[Exercise objective] Nothing in the records may be altered, so transcribe them exactly.
(Supplied entries Opens)
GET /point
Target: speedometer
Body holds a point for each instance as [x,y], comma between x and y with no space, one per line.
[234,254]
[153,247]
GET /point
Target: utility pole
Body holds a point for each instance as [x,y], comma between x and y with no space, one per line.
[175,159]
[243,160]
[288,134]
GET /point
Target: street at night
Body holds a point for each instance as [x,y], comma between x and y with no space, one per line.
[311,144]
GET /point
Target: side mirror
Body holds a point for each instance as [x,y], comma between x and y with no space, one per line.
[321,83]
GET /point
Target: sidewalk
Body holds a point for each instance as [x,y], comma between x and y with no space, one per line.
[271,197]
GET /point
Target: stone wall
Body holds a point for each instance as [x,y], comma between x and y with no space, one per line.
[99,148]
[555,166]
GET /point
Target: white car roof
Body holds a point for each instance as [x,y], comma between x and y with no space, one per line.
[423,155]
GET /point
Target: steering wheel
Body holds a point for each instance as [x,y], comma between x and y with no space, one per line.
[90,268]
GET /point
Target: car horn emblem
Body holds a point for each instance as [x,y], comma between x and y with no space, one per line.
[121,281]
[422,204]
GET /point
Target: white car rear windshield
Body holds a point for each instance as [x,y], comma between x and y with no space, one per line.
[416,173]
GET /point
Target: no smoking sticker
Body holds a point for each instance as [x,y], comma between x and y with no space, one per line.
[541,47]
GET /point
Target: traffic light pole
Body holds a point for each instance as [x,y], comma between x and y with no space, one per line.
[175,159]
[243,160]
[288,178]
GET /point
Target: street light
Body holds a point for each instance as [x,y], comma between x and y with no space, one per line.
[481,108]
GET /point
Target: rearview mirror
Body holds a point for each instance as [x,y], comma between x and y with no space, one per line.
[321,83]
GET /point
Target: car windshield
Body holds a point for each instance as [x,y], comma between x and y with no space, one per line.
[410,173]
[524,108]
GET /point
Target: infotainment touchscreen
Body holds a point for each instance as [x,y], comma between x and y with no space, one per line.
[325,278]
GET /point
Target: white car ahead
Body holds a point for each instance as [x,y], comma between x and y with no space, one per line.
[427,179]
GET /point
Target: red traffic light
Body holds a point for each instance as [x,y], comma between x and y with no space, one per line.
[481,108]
(Supplied entries Closes)
[Response to this exercise]
GET /point
Target: speedometer
Body holds a point for each instance as [x,y], comma between x and y with no space, one per line.
[234,254]
[153,247]
GET /point
Target: utility pole
Body holds a point for each instance as [x,y], comma between x and y with no space, one per line.
[175,159]
[243,160]
[288,134]
GET /point
Target: street at night
Body holds a point for each instance as [x,y], comma between x and y with no space, one per line.
[311,144]
GET /point
Target: side mirror
Body holds a point for each instance as [x,y], comma between x and y with no space, one per line.
[321,83]
GET /point
Target: sidewalk
Body holds a point for each instance as [x,y], comma between x and y with no space, one per line.
[271,197]
GET /point
Target: stone wall
Body holds a point for each instance as [x,y], comma between x and y with no space, one per line.
[99,148]
[555,166]
GET /point
Target: white car roof
Body holds a point for each instance as [x,y], comma between x and y with no space, one per line.
[423,155]
GET /point
Target: steering wheel
Body holds a point for each instance as [x,y], comma between x and y with no space, one per line.
[90,268]
GET /point
Target: car horn emblem
Body holds a point for each instance as [x,y], comma between x and y with no space, one per line.
[121,281]
[422,204]
GET /point
Target: white car rear windshield
Body holds a point for each instance as [x,y], comma between x and y with no space, one per line.
[416,173]
GET /point
Target: no smoking sticker
Body holds a point for each instance as [x,y], comma between x and y with no space, one per line.
[541,47]
GET /point
Target: traffic light pole
Body holds a point for each instance as [x,y], comma between x and y with no space, one per line.
[175,159]
[243,160]
[288,178]
GET /point
Target: street light
Body holds a point for each instance as [x,y], comma between x and y with no space, one per line.
[481,108]
GET /point
Target: rearview mirror
Body holds a point for each instance as [x,y], comma between x and y with no space, one per line.
[321,83]
GET /point
Target: car windshield
Body holds a point for each instance as [x,y], comma between x and y with no space, one per line.
[410,173]
[524,108]
GET /point
Target: infotainment touchscreen
Body holds a point for each instance as [x,y], comma between x and y with no space, one per line.
[325,278]
GET /point
Target: white car ahead
Body holds a point for each instance as [x,y], comma between x and y with no space, one per line.
[427,179]
GET /point
Target: red traffic light
Body holds a point for each instance as [x,y], comma between x and y with no space, one per line.
[481,108]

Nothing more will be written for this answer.